| Konu: | 65 Yaşını Doldurmuş Muhtaç, Güçsüz ve Kimsesiz Türk Vatandaşlarına Aylık Bağlanması Hakkında Kanun ile Bazı Kanun ve Kanun Hükmünde Kararnamelerde Değişiklik Yapılmasına Dair Kanun Tasarı ve Teklifleri münasebetiyle |
| Yasama Yılı: | 1 |
| Birleşim: | 71 |
| Tarih: | 12.04.2016 |
MEHMET PARSAK (Afyonkarahisar) - Aziz Türk milleti, saygıdeğer milletvekilleri; bugün, yine "çözüm" adı altında yürütülen ve yetkili ağızlarca yapılan açıklamalarla kaldığı yerden devamına âdeta göz kırpılan ihanet sürecinin bir sonucu olarak şehit düşen askerlerimize yüce Allah'tan rahmet; yakınlarına, ailesine ve aziz Türk milletine sabır ve başsağlığı dileyerek sözlerime başlıyorum.
Yiğitlerimizin vatan için, bayrak için, Türkiye Cumhuriyeti'nin devleti ve milletiyle bölünmez bütünlüğü için toprağa düşmesi her ne kadar milletimize kanıksatılmaya çalışılıyorsa da Türk milleti bu olanların sorumlularını asla affetmeyecektir. Bu yaşananlar, Türk milletinin ve Türk devletinin azan terör karşısında düştüğü durumun bir sonucu değildir. Yaşadıklarımız, iktidarın terörle aynı masaya oturmasının, teröre ve teröriste güvenmesinin, kendi siyasi ikbali için terörün bugünlere yönelik yaptığı hazırlıkları görmezden gelmesinin kaçınılmaz bir sonucudur. Dolayısıyla, bu noktada bedel ödemesi gereken milletimizin evlatları değil, terörle aynı masanın etrafına oturup "Gerekirse baldıran zehri içeriz." diye ifade edenlerindir.
Sayın milletvekilleri, söz almış olduğum 7'nci maddenin önergesi kapsamında ortaya çıkan durumu ifade etmek gerekirse, neresinden tutulursa elinde kalan bir torba yasayla daha karşı karşıya olduğumuz sonucuyla ne yazık ki karşılaşmış durumdayız. İktidar, hem muhalefetin sunduğu tüm araştırma ve değişiklik önergelerini reddetmekte, tüm kanun tekliflerini itinayla kadük bırakmakta, sonra da iki günde hazırlanmış torbalarla karşımıza çıkıp, onca hayati sorunumuz varken milletin Meclisini bunları tartışmak zorunda bırakmaktadır.
===
Konuşmanın "Sayın milletvekilleri, söz" sözlerinden başlayıp "tartışmak zorunda bırakmaktadır." sözlerine kadar olan kısmını, bu son sözler de dahil, yeniden yazın ve "İktidar" yerine "Hükümet" kullanın. Bu çalışmada verilere başvurmanız gerekmiyor.

- Veri bölümü
===
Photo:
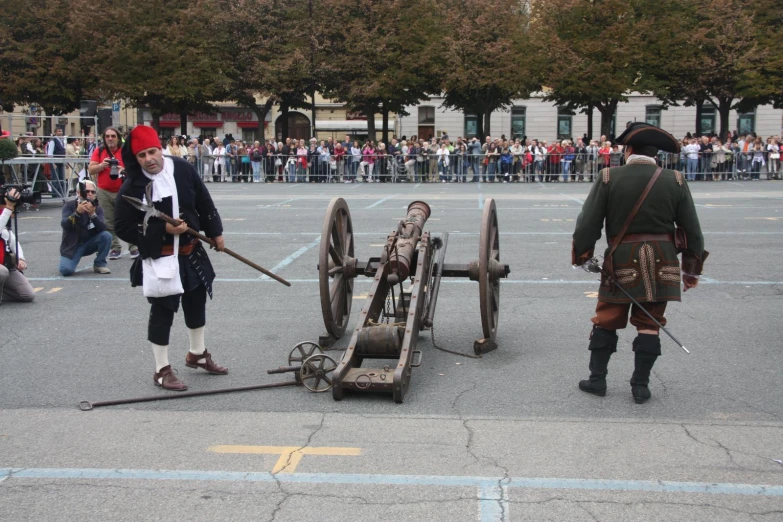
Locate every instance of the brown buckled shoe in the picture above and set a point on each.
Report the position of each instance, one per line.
===
- Yanıt
Sayın milletvekilleri, söz almış olduğum 7'nci maddenin önergesi kapsamında ortaya çıkan durumu ifade etmek gerekirse, neresinden tutulursa elinde kalan bir torba yasayla daha karşı karşıya olduğumuz sonucuyla ne yazık ki karşılaşmış durumdayız. Hükümet, hem muhalefetin sunduğu tüm araştırma ve değişiklik önergelerini reddetmekte, tüm kanun tekliflerini itinayla kadük bırakmakta, sonra da iki günde hazırlanmış torbalarla karşımıza çıkıp, onca hayati sorunumuz varken milletin Meclisini bunları tartışmak zorunda bırakmaktadır.